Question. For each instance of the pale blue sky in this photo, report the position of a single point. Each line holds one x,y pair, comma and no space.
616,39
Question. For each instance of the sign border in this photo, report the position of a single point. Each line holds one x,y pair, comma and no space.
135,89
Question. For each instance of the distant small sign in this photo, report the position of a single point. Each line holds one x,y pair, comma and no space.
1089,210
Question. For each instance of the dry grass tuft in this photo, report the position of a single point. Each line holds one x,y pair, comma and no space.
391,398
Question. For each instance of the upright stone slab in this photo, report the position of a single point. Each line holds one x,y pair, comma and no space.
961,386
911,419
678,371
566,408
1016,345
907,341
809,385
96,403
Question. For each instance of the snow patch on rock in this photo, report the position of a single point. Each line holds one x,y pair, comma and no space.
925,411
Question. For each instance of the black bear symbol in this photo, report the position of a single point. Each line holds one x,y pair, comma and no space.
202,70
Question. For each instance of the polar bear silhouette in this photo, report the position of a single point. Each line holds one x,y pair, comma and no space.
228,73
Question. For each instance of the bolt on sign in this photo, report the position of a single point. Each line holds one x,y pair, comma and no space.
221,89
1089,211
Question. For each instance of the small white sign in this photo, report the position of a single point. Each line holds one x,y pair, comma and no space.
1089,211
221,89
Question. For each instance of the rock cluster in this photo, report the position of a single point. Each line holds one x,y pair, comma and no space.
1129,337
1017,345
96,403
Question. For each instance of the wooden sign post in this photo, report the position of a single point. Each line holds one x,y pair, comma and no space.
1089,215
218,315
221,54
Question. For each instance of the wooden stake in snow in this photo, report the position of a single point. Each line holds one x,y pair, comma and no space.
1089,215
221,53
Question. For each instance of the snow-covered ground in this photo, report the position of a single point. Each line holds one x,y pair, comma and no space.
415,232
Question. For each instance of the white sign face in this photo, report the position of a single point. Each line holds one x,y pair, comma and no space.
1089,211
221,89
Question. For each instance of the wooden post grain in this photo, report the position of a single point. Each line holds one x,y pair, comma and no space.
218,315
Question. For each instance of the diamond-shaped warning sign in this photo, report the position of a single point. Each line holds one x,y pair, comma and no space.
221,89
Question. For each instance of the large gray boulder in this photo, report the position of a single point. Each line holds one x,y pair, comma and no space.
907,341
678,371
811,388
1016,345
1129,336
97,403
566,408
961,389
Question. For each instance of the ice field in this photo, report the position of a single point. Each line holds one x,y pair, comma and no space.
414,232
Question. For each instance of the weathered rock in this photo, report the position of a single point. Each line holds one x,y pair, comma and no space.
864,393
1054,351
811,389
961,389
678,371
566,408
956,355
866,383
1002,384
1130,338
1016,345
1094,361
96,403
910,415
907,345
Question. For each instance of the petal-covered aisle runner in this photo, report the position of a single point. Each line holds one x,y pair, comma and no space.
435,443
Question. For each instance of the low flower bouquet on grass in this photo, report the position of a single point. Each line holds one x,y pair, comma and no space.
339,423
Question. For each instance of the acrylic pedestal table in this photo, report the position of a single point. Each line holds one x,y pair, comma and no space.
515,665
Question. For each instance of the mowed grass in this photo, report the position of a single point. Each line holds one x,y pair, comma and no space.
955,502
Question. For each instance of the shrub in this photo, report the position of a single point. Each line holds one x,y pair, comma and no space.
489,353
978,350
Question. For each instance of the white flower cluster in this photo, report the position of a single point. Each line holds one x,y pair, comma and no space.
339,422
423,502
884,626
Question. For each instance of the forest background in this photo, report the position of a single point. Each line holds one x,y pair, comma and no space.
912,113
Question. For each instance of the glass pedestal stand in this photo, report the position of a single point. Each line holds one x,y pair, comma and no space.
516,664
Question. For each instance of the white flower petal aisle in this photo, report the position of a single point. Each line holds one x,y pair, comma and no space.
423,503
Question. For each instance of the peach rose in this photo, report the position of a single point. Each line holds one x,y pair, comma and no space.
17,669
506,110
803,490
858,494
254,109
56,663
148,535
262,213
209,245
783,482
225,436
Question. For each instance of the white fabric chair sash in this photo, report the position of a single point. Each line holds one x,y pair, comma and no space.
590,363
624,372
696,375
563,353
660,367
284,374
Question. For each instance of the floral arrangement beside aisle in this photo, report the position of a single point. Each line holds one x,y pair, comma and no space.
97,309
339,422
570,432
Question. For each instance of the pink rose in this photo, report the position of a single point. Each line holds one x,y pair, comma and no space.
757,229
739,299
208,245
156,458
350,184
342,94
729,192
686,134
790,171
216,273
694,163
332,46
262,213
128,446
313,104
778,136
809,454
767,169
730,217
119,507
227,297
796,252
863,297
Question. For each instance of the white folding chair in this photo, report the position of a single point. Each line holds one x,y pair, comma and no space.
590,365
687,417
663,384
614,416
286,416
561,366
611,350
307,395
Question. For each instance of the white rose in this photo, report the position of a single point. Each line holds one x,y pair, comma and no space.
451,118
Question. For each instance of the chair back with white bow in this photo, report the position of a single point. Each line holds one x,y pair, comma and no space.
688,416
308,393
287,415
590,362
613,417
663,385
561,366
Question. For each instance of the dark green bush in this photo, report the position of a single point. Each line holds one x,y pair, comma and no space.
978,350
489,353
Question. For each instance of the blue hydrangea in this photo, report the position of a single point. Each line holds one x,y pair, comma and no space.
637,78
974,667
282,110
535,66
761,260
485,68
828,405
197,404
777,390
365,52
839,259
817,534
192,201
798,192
****************
== WHAT THE TASK ASKS ==
Write down the full listing again, exactly.

== PROBLEM SOLUTION ==
Question. For each instance of the pale blue sky in this photo, report the position of a single point. Each line holds one x,y pair, comma and no space.
616,39
Question. For each instance of the sign border in this photo, report the position of a single point. Each line holds one x,y pair, comma and no space.
135,89
Question. For each instance of the distant small sign in this photo, report the position of a single point. Each line holds one x,y pair, comma and no space.
1089,210
Question. For each instance of the dry grass tuft in this photo, report the position of a single point. Each line holds one x,y pair, comma and no space.
391,398
Question. For each instance of the upright stone slab in this photo, report the position of a single point. Each line holds one x,y pair, comma and no space.
961,386
911,419
678,371
566,408
1016,345
907,341
809,385
96,403
Question. For each instance of the snow patch on rock in this photo, report the position of a single point. Each line holds one x,y pair, comma and no space.
925,411
Question. For each instance of the black bear symbol in this photo, report the position of a single point. Each line holds one x,y pair, comma and no space.
202,70
Question. For each instance of the polar bear silhouette in this photo, report the position of a single point. Each line holds one x,y pair, comma and no space.
228,73
Question. For each instance of the bolt on sign in this photo, report the position of a single point. Each line holds one x,y pair, comma and no space.
221,89
1089,211
Question. For each instance of the small white sign in this photo, report the position of a single point. Each line holds one x,y pair, comma and no space.
1089,211
221,89
Question. For each instance of the rock cluster in this photo, report the position of a single point. Each line holds one x,y pair, comma and no space.
1129,337
1017,345
96,403
Question. For each instance of the wooden sign post in this photo, report the position of a single point. Each line holds one x,y pair, comma and no space.
1089,215
218,315
221,54
Question. For each instance of the wooden stake in snow in this photo, report the position of a single point. Each line holds one x,y pair, comma and no space.
1089,215
221,53
Question. For each instance of the snow-covered ground in this photo, report the position of a single point. Each line holds one x,y pair, comma and no space.
415,232
Question. For each instance of the white sign face in this photo, report the position of a single point. Each line holds one x,y pair, comma and no space.
1089,211
221,89
Question. For each instance of the wooden post grain in this photo, report the position of a single point. Each line holds one x,y pair, comma and no space.
218,315
Question. For each instance of the diamond-shaped warning sign in this photo, report the position of a single point. Each line holds one x,y pair, comma and no space.
221,89
Question. For each instance of the large gray boulder in this photo, report the position of a single point. Each line holds one x,y pair, comma and no space.
907,341
678,371
811,388
1016,345
1129,336
97,403
566,408
961,389
Question. For each instance of the ice field in this photo, report the position of a single point. Each line holds one x,y pair, comma and no space.
414,232
Question. For each instance of the weathered rock in this photo, report the position of a single point. Each line holds one x,y pair, comma and no space.
864,393
1054,351
811,389
961,389
678,371
566,408
956,355
866,383
1002,384
1130,338
1016,345
1094,361
96,403
910,415
907,345
Question. For each instance of the petal-covered aisle runner in this photo, report the position of a single point. Each line holds one x,y pair, comma and no space.
435,443
Question. For each instance of the low flower bouquet on grass in this photo, report the position of a single point. Each line holds one x,y pair, comma and no space.
339,423
Question. For each instance of the acrylic pedestal table in this photo, report the position of a single point. Each line holds one x,y pair, comma and no space.
515,665
Question. For each instance of the mowed grass in this photo, report the position of a single point. Each line holds one x,y pair, comma and no space.
955,502
Question. For each instance of the shrub in this photo, report the position of a single point. Each line holds one x,y pair, comma and no space.
489,353
978,350
Question. For each instance of the white flower cluster in this photo, report the position of a single point. Each line holds one x,y pair, comma and no space.
339,422
423,502
884,626
Question. For each instance of the forest background in this photo, report the position of a single point. Each line holds one x,y pair, comma and no space.
912,113
Question. For each instance of the glass pedestal stand in this photo, report the position of a single point. Each line holds one x,y pair, comma and no space.
516,664
Question. For each instance of the white flower petal aisle in this photo, report the position of a single point. Each line holds one x,y pair, comma and no space.
423,503
Question. For each instance of the peach rose in this photo, report the position of a single point. Each line holds one x,y pair, comma and no space.
17,669
506,110
803,490
858,494
254,109
56,663
148,535
262,213
209,245
783,482
225,436
Question. For each instance of the white fabric chair sash in this photo, report the position of a single point. Each line holds one x,y pair, comma and no space.
590,363
624,372
696,375
563,353
660,367
284,374
Question. For each instance of the floral arrangement beside aisle in this photo, report the position of a single point. Each line holds one x,y pair, comma and no space.
97,309
339,422
570,432
Question. For each instance of the pink rose in this photo, report the position of a single point. Each line holds one x,y pair, comma and no space.
757,229
739,299
208,245
156,458
350,184
342,94
729,192
686,134
790,171
216,273
694,163
332,46
262,213
128,446
313,104
778,136
809,454
767,169
730,217
119,507
227,297
796,252
863,297
Question. For each instance of the white folding chair in this photo, report the position of a single point. Each line holds one x,y pair, comma and no space.
590,365
687,417
663,384
614,416
286,416
561,366
611,350
307,395
Question. For each instance of the white rose in this photo, report the position of a single point. Each line holds one x,y pair, comma and no space.
451,118
Question. For each instance of the chair back with white bow in this photo, report the position of a single point. Each line holds one x,y pair, comma and no space.
688,416
308,393
287,415
590,362
613,417
663,385
561,366
Question. For each instance of the dark green bush in this photo, report the position of a single point. Each line holds one x,y pair, comma and no space.
978,350
489,353
Question. For each instance of the blue hydrangea in this photo, report the position of a single point. Each line holds one x,y pair, comma and no space.
637,78
974,667
282,110
535,66
761,260
485,68
828,405
197,404
777,390
365,52
839,259
817,534
192,201
798,192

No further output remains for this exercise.